>> Begin Entries provided

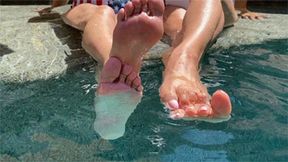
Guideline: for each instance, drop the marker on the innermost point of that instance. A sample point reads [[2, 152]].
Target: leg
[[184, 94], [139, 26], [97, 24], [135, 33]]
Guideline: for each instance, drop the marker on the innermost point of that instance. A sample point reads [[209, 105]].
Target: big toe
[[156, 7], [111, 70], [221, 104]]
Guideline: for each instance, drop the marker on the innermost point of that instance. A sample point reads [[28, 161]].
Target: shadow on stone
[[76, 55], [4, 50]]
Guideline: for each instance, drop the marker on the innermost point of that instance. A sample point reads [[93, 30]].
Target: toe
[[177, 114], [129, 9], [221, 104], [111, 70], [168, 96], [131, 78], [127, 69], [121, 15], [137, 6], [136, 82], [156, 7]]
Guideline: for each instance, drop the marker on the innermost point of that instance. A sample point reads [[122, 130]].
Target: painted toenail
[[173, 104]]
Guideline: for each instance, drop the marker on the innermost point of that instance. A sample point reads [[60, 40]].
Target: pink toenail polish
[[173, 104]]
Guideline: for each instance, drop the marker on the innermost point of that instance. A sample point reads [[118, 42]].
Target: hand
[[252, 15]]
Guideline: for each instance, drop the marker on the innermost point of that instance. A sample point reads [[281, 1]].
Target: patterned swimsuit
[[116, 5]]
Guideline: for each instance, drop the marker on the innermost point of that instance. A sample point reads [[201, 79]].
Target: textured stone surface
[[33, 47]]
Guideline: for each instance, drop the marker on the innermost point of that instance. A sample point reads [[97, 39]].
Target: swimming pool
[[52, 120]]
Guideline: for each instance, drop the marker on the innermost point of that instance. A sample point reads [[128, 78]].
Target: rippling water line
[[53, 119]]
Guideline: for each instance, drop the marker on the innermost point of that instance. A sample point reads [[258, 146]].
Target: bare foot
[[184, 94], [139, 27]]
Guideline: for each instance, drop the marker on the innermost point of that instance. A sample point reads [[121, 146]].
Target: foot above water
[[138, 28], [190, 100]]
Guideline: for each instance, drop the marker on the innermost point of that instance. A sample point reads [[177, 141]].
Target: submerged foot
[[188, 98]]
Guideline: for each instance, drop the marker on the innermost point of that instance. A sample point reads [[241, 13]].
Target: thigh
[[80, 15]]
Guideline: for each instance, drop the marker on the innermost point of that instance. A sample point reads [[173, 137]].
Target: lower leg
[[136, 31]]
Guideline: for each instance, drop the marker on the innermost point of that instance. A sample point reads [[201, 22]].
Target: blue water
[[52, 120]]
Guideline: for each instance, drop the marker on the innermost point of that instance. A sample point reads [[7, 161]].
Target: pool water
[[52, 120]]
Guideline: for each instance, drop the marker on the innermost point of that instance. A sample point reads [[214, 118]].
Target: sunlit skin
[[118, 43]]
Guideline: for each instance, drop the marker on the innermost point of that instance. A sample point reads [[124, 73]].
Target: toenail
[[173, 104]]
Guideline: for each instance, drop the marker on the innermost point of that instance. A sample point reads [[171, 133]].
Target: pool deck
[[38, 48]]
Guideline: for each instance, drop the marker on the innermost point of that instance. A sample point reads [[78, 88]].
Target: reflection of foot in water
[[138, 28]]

>> End Entries provided
>> Begin Entries provided

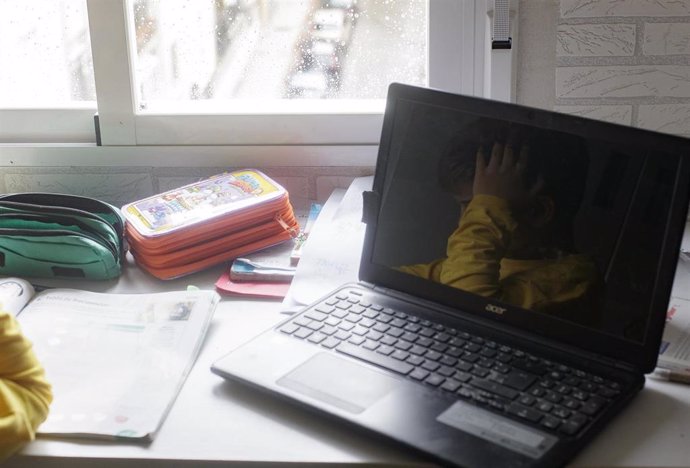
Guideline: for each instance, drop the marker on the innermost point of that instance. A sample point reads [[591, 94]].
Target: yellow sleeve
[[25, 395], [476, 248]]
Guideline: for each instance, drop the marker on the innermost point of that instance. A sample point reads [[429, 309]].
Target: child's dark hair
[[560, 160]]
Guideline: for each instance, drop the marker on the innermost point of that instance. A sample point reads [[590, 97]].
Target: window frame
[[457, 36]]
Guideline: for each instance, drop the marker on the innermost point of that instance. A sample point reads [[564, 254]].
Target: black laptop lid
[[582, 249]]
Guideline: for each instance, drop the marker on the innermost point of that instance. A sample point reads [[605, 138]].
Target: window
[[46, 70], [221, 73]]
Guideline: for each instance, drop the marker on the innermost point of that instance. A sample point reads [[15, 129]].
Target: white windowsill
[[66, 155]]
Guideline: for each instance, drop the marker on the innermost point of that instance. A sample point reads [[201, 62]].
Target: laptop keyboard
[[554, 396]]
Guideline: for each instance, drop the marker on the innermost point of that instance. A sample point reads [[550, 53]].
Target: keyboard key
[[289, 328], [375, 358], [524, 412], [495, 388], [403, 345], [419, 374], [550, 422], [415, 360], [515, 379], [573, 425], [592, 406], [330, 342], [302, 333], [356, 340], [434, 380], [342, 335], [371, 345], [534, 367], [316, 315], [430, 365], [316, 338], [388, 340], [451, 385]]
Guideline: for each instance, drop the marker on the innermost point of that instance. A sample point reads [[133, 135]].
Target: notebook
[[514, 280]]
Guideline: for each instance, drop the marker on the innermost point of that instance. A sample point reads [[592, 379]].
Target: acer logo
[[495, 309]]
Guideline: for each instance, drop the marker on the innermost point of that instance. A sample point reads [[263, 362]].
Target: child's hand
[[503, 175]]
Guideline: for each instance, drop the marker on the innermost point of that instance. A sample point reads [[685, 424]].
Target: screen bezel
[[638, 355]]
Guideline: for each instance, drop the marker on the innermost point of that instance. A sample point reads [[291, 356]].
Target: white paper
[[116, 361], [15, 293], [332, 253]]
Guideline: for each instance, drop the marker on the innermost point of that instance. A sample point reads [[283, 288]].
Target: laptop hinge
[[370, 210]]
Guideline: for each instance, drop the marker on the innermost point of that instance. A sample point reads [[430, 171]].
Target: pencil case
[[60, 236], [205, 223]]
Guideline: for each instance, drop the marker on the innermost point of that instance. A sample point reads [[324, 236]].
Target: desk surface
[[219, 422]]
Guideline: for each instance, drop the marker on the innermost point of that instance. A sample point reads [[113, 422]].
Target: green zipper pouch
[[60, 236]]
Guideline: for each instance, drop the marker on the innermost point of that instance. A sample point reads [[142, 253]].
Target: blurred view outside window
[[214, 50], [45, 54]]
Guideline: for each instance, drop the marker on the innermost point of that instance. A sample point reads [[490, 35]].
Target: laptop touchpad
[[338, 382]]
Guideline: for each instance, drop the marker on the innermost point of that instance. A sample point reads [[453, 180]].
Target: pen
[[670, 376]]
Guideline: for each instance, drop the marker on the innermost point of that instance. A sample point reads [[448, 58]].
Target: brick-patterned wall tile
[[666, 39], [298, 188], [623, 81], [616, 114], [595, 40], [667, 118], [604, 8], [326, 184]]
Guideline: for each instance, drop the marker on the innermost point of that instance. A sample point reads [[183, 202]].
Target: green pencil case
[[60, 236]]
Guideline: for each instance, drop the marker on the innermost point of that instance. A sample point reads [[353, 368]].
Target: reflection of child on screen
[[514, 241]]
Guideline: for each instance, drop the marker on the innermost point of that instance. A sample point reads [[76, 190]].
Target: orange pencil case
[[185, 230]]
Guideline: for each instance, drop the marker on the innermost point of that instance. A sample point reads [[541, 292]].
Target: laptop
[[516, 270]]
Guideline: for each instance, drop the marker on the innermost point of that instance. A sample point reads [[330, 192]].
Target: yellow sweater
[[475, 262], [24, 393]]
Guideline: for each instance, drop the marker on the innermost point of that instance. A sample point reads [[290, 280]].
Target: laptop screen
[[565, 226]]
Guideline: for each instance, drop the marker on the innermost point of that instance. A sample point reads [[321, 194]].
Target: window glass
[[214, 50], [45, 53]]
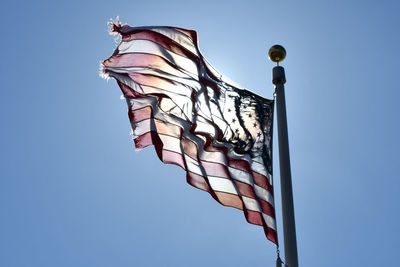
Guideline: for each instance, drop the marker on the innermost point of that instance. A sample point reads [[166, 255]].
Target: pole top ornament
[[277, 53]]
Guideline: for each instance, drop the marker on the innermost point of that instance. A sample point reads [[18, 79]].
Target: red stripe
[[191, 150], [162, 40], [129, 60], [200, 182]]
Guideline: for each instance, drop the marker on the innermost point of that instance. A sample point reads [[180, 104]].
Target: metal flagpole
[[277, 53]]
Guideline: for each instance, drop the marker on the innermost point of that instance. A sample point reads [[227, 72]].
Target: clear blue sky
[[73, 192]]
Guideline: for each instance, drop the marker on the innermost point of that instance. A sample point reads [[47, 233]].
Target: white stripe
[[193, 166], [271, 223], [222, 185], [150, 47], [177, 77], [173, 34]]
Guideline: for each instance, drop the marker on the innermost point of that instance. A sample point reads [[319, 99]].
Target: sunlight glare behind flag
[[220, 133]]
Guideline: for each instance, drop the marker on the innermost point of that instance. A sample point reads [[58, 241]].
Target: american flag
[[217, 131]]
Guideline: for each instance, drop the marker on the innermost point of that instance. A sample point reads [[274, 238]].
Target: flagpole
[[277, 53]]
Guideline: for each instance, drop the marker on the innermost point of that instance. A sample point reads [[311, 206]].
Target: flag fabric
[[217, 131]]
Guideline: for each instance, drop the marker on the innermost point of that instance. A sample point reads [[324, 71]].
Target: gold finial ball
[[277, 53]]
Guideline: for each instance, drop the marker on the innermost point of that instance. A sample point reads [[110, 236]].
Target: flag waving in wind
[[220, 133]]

>> End Entries provided

**What the exercise asks:** Copy the lines of the listing above word for word, starting at the line that contains "reads [[564, 254]]." and ending at the line that contains "[[46, 70], [221, 73]]". Include both of those lines.

**Exercise solution:**
Guideline: for each instance, drop the marker on the innermost point of that instance. A sample point reads [[564, 254]].
Target: black laptop lid
[[582, 249]]
Guideline: for each instance, drop the marker on the innermost point of that instance. A sample point reads [[605, 138]].
Target: window
[[46, 70], [221, 73]]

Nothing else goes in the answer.